◆ Exercise objective:
Reproduce the entries from the line with "curb visible. Provide a box for each." up to and including the line with "[532,277,1257,318]", swapping "Provide" for "Draw" and changing nothing else.

◆ Dataset records:
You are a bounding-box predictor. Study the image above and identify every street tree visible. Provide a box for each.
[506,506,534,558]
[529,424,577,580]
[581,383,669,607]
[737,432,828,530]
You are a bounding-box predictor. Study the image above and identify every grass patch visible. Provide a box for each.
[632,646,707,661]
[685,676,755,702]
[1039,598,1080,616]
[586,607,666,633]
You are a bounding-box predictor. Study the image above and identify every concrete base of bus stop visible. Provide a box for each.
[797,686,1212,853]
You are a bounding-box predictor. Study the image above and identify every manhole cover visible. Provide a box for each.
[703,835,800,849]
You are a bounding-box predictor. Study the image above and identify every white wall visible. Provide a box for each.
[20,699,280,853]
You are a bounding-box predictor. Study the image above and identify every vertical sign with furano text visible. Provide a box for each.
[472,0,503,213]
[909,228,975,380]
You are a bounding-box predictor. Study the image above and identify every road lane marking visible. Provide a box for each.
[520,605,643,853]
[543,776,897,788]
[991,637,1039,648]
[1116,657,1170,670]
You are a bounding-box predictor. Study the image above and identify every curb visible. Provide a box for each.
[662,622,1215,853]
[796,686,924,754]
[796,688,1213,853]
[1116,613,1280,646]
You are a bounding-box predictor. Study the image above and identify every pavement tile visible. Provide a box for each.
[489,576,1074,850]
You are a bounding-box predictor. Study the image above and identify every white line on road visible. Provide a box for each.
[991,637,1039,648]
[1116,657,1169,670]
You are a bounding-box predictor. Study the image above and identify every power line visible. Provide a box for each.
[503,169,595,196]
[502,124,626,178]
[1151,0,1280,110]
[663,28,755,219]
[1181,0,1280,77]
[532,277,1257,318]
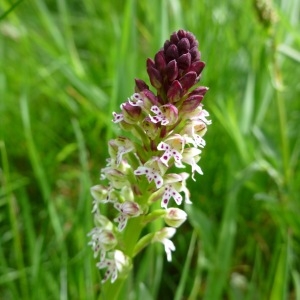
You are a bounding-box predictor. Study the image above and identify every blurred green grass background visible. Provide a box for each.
[0,0,300,300]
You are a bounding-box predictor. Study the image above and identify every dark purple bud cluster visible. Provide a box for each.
[144,30,207,104]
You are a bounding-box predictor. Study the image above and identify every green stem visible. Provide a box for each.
[272,37,290,187]
[99,217,143,300]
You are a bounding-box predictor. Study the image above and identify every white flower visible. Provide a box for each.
[114,201,142,231]
[149,104,178,126]
[182,148,203,181]
[152,227,176,261]
[164,207,187,228]
[88,227,118,257]
[161,184,182,208]
[134,166,163,189]
[113,112,124,123]
[161,173,191,208]
[157,134,185,168]
[97,250,129,283]
[128,93,144,106]
[109,137,134,166]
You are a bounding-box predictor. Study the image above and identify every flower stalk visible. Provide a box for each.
[89,30,211,300]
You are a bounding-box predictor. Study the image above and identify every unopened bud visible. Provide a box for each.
[164,207,187,228]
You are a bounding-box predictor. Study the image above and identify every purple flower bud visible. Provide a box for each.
[189,86,208,96]
[170,32,180,44]
[167,80,183,103]
[186,61,205,76]
[177,38,190,53]
[135,79,149,93]
[122,102,142,124]
[180,95,203,113]
[189,46,201,61]
[147,67,162,89]
[141,117,159,140]
[166,59,178,82]
[166,44,179,61]
[179,72,197,92]
[177,53,191,70]
[141,89,159,108]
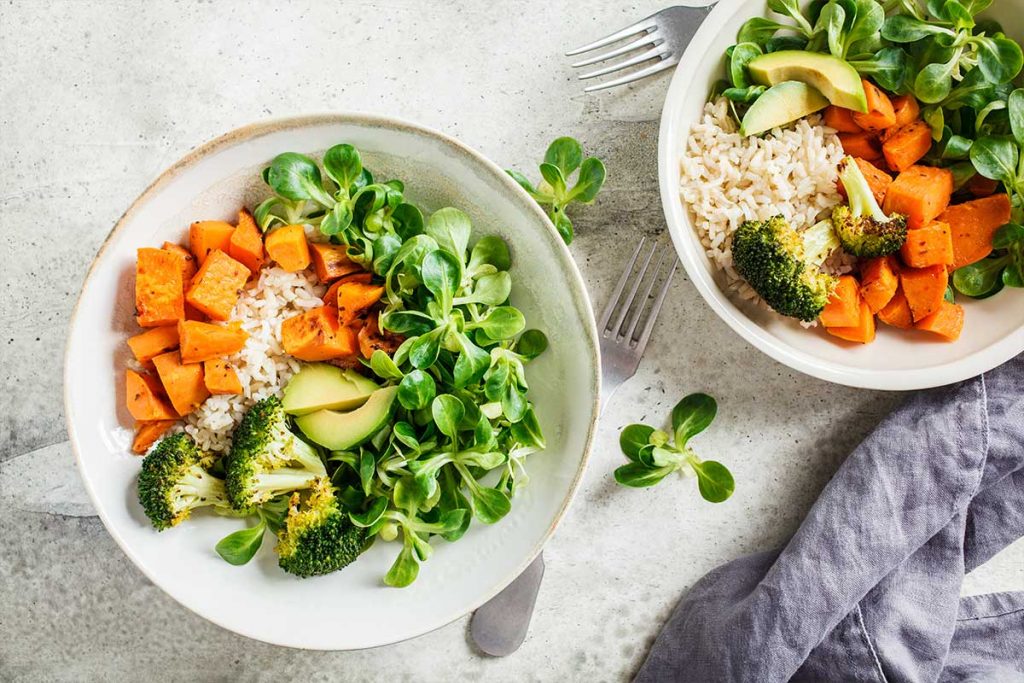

◆ Output:
You are a bounding-box predictor. Study the image above and identify every curb visible. Draw a box for each.
[662,622,1215,853]
[796,686,924,754]
[796,688,1213,853]
[1116,613,1280,646]
You are a bounding-box predictor. Study the image above and identify every pavement tile visible. Draw a box for each.
[489,576,1074,850]
You are a bounding-box predictor. Study the image above and identify every white line on road visible. Draw a box for each.
[991,637,1039,648]
[1116,657,1169,670]
You are a bounding-box predictor. Study the image above and identify every power line visible. Draw a box for each.
[503,169,595,196]
[502,124,626,178]
[1151,0,1280,110]
[663,28,755,219]
[1181,0,1280,77]
[532,277,1257,318]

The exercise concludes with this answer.